:: Page text ::
============================================================

DISTANCE_FUNCTIONS = {
    "levenshtein": jellyfish.levenshtein_distance,
    "damerau_levenshtein": jellyfish.damerau_levenshtein_distance,
    "jaro_similarity": lambda w1, w2: 1 - jellyfish.jaro_similarity(w1, w2),
    "jaro_winkler": jaro_winkler_distance,
}

def compute_distance(word, correct_word, metric):
    distance_func = DISTANCE_FUNCTIONS[metric]
    distance = distance_func(word, correct_word)
    return correct_word, distance

def spell_check(word, dictionary, metric="levenshtein", max_suggestions=3, max_distance=2):
    start_time = time.time()

    #Early Filtering + Precomputation (optimizations)
    word_len = len(word)
    first_letter = word[0]
    candidate_words = [
        w for w in dictionary
        if abs(WORD_LENGTHS[w] - word_len) <= max_distance and w[0] == first_letter
    ]
    
    suggestions = []
    with ThreadPoolExecutor() as executor:  # Parallel Processing (optimization)

============================================================

:: Entries shown ::
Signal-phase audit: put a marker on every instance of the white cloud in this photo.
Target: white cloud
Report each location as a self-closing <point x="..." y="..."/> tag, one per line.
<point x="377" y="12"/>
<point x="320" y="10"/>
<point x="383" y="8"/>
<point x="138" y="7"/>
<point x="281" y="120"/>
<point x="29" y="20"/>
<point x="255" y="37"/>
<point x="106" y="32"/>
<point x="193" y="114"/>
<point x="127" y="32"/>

============================================================

Reproduce the spell-checking code above in full, with every line, character, and indentation unchanged.

DISTANCE_FUNCTIONS = {
    "levenshtein": jellyfish.levenshtein_distance,
    "damerau_levenshtein": jellyfish.damerau_levenshtein_distance,
    "jaro_similarity": lambda w1, w2: 1 - jellyfish.jaro_similarity(w1, w2),
    "jaro_winkler": jaro_winkler_distance,
}

def compute_distance(word, correct_word, metric):
    distance_func = DISTANCE_FUNCTIONS[metric]
    distance = distance_func(word, correct_word)
    return correct_word, distance

def spell_check(word, dictionary, metric="levenshtein", max_suggestions=3, max_distance=2):
    start_time = time.time()

    #Early Filtering + Precomputation (optimizations)
    word_len = len(word)
    first_letter = word[0]
    candidate_words = [
        w for w in dictionary
        if abs(WORD_LENGTHS[w] - word_len) <= max_distance and w[0] == first_letter
    ]
    
    suggestions = []
    with ThreadPoolExecutor() as executor:  # Parallel Processing (optimization)